Pasaje citado:
+++
Para entender esto, piense en la energía almacenada por el ATP como un equivalente a 10 dólares. Si toma 10 dólares para poner en marcha una reacción que luego libera 15, en teoría la célula ha ganado 5 dólares. Sin embargo, si la única forma que tiene una célula de almacenar energía es producir ATP, puede hacer sólo una molécula, ya que hacer dos nuevos ATPs costaría 20 dólares. Así que se ha gastado un ATP para obtener un ATP, y los 5 dólares de sobra se desperdiciaron como calor. Eso no es compatible con mantenerse vivo.
Para la proto-vida en los ventiladeros, esto no habría sido problema. El fluido de las chimeneas contenía moléculas reactivas como sulfuro de metilo, lo que generaría acetil fosfato, una molécula que algunas bacterias de hoy todavía usan de manera intercambiable con el ATP. Es más, el gradiente natural de protones complementó esta fuente de energía por generación espontánea de otra forma primitiva del ATP, llamado pirofosfato.
El pirofosfato también actúa de forma muy similar al ATP, y todavía es usado junto con el ATP por muchas bacterias y arqueas. Estas bacterias aceleran su producción utilizando una enzima simple llamada pirofosfatasa. En un trabajo que pronto se publicará realizado junto a Wolfgang Nitschke en el Instituto de Biología Estructural y Microbiología en Marsella, Francia, Russell ha demostrado que esta enzima se encuentra en algunas de las células más primitivas que conocemos y está a ambos lados de la división entre bacterias y arqueas. Lo que sugiere que data bien desde el principio.
Así que el ancestro común de la vida podría haber aprovechado el gradiente natural de protones de los respiraderos antiguos para producir energía. Para escapar de los ventiladeros, sólo era necesario un paso más: revertir el proceso para almacenar energía.
La quimiosmosis permite que las células ahorren pequeñas cantidades de energía, los 5 dólares que de otro modo se perderían. Una reacción que se puede repetir una y otra vez, sólo para bombear protones por una membrana. Es como ahorrar para comprar algo, eventualmente el gradiente de protones será suficiente para producir un pirofosfato o un ATP. El resultado es que los gradientes de protones permiten que las células crezcan, y puedan salir de los ventiladeros.
+++
Descripción de la tarea: Reproduce sin ningún cambio el fragmento del texto sobre la energía celular que empieza en las palabras "Así que el ancestro" y termina después de "de los ventiladeros.". Las filas que vienen a continuación no hacen falta.

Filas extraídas
+++
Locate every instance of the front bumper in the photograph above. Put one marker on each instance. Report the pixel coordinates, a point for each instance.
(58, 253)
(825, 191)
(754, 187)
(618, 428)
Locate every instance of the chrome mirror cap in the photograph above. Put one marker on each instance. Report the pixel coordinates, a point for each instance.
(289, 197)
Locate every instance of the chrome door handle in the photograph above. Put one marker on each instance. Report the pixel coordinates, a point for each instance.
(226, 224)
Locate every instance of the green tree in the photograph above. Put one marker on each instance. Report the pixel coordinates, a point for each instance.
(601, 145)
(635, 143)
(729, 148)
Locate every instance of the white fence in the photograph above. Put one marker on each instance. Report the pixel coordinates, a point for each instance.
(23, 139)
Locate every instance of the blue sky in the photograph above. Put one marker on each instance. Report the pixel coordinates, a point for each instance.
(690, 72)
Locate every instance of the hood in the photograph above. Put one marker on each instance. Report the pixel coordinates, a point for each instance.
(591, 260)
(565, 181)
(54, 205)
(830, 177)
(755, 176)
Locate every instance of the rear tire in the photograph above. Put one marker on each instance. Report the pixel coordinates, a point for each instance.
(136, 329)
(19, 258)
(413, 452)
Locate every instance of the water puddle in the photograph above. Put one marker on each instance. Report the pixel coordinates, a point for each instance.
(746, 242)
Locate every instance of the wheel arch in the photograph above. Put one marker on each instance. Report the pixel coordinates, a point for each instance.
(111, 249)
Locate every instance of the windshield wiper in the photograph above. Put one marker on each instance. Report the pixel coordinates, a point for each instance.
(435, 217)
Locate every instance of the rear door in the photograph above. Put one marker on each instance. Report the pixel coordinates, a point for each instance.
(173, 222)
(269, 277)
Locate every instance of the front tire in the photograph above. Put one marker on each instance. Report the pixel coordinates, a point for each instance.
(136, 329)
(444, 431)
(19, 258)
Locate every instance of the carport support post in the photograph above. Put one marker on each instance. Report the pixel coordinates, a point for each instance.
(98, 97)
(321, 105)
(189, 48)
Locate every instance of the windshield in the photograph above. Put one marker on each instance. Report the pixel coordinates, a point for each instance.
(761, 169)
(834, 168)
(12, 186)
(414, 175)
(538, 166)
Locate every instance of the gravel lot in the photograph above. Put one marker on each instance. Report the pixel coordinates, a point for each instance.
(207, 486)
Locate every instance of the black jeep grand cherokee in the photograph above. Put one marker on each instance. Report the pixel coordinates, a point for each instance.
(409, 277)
+++
Solución:
Así que el ancestro común de la vida podría haber aprovechado el gradiente natural de protones de los respiraderos antiguos para producir energía. Para escapar de los ventiladeros, sólo era necesario un paso más: revertir el proceso para almacenar energía.
La quimiosmosis permite que las células ahorren pequeñas cantidades de energía, los 5 dólares que de otro modo se perderían. Una reacción que se puede repetir una y otra vez, sólo para bombear protones por una membrana. Es como ahorrar para comprar algo, eventualmente el gradiente de protones será suficiente para producir un pirofosfato o un ATP. El resultado es que los gradientes de protones permiten que las células crezcan, y puedan salir de los ventiladeros.